◆ **EXTRAIT**:
Mais voici qu’à l’initiative des peuples s’esquisse une autre voie. En opposant la démocratie et la liberté à toutes les formes de dictature, ces révolutions arabes ouvrent une ère nouvelle dans nos relations avec ces pays dont nous sommes si proches par l’histoire et par la géographie. Ce changement est historique. Nous ne devons pas en avoir peur. Il porte en lui une formidable espérance car il s’est accompli au nom des valeurs qui nous sont les plus chères, celles des droits de l’homme et de la démocratie. Pour la première fois dans l’histoire, elles peuvent triompher sur toutes les rives de la Méditerranée. Nous ne devons avoir qu’un seul but : accompagner, soutenir, aider les peuples qui ont choisi d’être libres. Entre l’ingérence qui ne serait pas acceptée et l’indifférence qui serait une faute morale et stratégique, il nous faut tout faire pour que l’espérance qui vient de naître ne meure pas car le sort de ces mouvements est encore incertain. Si toutes les bonnes volontés ne s’unissent pas pour les faire réussir, ils peuvent aussi bien sombrer dans la violence et déboucher sur des dictatures pires encore que les précédentes.

Nous savons ce que pourraient être les conséquences de telles tragédies sur des flux migratoires devenus incontrôlables et sur le terrorisme. C’est toute l’Europe alors qui serait en première ligne. Nous avons donc le devoir d’agir avec une ambition qui soit à la dimension des événements historiques que nous vivons. C’est pourquoi la France a demandé que le Conseil européen se réunisse pour que l’Europe adopte une stratégie commune face à la crise libyenne dont les conséquences pourraient être très lourdes pour la stabilité de toute la région.

◆ **CONSIGNES**:
A. Relevez mot pour mot, dans l'extrait sur les révolutions arabes, le passage qui s'ouvre sur les mots « Nous savons ce » et se ferme sur « toute la région. ».
B. D'après l'extrait sur les révolutions arabes, qu'a demandé la France au sujet du Conseil européen ?
C. Donnez la suite de l'extrait sur les révolutions arabes, après sa dernière phrase.
Les lignes ci-après n'ont aucun lien avec l'extrait sur les révolutions arabes.

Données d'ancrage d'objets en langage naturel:
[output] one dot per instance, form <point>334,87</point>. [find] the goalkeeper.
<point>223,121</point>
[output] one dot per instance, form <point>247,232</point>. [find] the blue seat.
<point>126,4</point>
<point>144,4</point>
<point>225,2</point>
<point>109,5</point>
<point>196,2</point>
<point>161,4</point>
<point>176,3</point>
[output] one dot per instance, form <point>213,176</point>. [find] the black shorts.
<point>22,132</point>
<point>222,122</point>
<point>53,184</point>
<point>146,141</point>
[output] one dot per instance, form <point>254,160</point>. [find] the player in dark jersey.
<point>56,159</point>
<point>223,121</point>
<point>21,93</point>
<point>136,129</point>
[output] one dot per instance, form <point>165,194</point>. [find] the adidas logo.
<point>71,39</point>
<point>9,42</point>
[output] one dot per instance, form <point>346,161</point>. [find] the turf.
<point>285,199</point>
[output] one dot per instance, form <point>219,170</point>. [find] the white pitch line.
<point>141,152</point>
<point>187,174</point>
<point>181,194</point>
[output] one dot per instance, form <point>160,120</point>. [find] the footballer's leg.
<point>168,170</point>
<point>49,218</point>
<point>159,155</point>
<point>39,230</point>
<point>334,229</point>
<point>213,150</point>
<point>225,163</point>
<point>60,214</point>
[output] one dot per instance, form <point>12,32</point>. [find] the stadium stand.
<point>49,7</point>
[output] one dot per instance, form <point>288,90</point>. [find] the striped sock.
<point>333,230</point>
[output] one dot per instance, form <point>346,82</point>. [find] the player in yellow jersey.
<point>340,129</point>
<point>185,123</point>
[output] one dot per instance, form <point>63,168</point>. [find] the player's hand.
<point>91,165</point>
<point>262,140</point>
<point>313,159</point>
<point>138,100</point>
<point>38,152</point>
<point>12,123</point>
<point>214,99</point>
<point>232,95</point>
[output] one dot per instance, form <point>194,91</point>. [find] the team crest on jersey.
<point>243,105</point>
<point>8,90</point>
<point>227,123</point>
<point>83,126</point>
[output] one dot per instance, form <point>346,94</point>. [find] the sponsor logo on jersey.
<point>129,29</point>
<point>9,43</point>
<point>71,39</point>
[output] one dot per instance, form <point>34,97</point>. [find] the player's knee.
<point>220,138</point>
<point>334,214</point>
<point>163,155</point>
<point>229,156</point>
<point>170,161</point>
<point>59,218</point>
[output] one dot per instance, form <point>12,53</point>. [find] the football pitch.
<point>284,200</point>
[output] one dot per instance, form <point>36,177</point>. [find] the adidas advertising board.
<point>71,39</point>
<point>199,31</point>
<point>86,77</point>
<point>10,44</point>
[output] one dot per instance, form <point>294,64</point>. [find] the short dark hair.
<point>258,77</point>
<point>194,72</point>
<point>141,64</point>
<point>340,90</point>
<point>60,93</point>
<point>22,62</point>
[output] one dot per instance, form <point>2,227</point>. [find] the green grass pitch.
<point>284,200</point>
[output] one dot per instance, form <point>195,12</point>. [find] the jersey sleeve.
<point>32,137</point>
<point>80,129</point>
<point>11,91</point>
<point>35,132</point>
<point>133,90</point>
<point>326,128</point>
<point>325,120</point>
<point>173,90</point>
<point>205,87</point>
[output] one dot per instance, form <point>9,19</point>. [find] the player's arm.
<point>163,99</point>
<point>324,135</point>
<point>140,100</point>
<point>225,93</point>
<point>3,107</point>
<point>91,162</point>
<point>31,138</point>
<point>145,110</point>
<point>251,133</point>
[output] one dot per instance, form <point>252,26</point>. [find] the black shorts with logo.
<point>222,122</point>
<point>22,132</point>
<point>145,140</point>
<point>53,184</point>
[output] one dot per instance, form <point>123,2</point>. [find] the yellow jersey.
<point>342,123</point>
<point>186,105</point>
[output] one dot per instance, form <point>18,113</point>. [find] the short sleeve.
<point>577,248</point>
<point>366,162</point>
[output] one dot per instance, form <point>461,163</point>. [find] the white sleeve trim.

◆ **RÉPONSES**:
A.
Nous savons ce que pourraient être les conséquences de telles tragédies sur des flux migratoires devenus incontrôlables et sur le terrorisme. C’est toute l’Europe alors qui serait en première ligne. Nous avons donc le devoir d’agir avec une ambition qui soit à la dimension des événements historiques que nous vivons. C’est pourquoi la France a demandé que le Conseil européen se réunisse pour que l’Europe adopte une stratégie commune face à la crise libyenne dont les conséquences pourraient être très lourdes pour la stabilité de toute la région.

B. Que le Conseil européen se réunisse pour que l'Europe adopte une stratégie commune face à la crise libyenne.

C.
De même l’Europe doit se doter sans tarder de nouveaux outils pour promouvoir l’éducation et la formation de la jeunesse de ces pays du Sud de la Méditerranée, imaginer une politique économique et commerciale pour favoriser la croissance de ces jeunes démocraties qui veulent naître.

L’Union pour la Méditerranée, fondée à l’initiative de la France le 13 juillet 2008, doit permettre à tous les peuples de la Méditerranée de bâtir enfin une destinée commune. Le moment est venu de refonder cette Union à la lumière des événements considérables que nous vivons. La France fera des propositions en ce sens à ses partenaires.

Mon devoir de Président de la République est d’expliquer les enjeux de l’avenir mais tout autant de protéger le présent des Français. C’est pourquoi, avec le Premier Ministre François Fillon, nous avons décidé de réorganiser les ministères qui concernent notre diplomatie et notre sécurité.

Alain Juppé, ancien Premier ministre, homme d’expérience qui a déjà exercé ces fonctions avec une réussite unanimement reconnue sera Ministre des Affaires étrangères. Pour le remplacer au ministère de la Défense, j’ai choisi Gérard Longuet, lui aussi homme d’expérience. J’ai souhaité dans le même temps confier la responsabilité de ministre de l’Intérieur et de l’Immigration à Claude Guéant qui m’a accompagné depuis neuf ans dans toutes les responsabilités que j’ai exercées, en particulier au ministère de l’Intérieur dont il connaît tous les rouages et dont il a occupé tous les postes de responsabilité.

Ainsi les fonctions régaliennes de l’État se trouveront-elles préparées à affronter les événements à venir dont nul ne peut prévoir le déroulement.

Mes chers compatriotes, c’est mon devoir de prendre les décisions qui s’imposent quand les circonstances l’exigent. Je connais vos attentes qui sont grandes à juste titre. Je me suis engagé à moderniser la France pour que notre modèle survive à tous les changements si brutaux de ce début du XXIème Siècle. Pour obtenir les résultats que vous attendez et que nous obtiendrons, je me dois de ne faire prévaloir aucune autre considération que le souci de l’efficacité et de l’intérêt général dans le choix de ceux auxquels sont confiées les plus hautes responsabilités de l’État.

Dans ces circonstances si troublées la nécessité du rassemblement de tous les Français autour de nos valeurs républicaines est plus nécessaire que jamais. La peur, l’affrontement, l’exclusion n’ont jamais permis de préparer l’avenir, au plan international comme au plan national. A l’inverse le refus de voir les réalités en face exacerbe les tensions.

Mes chers Compatriotes, vous pouvez compter sur ma détermination et sur mon engagement. Vive la République ! Vive la France !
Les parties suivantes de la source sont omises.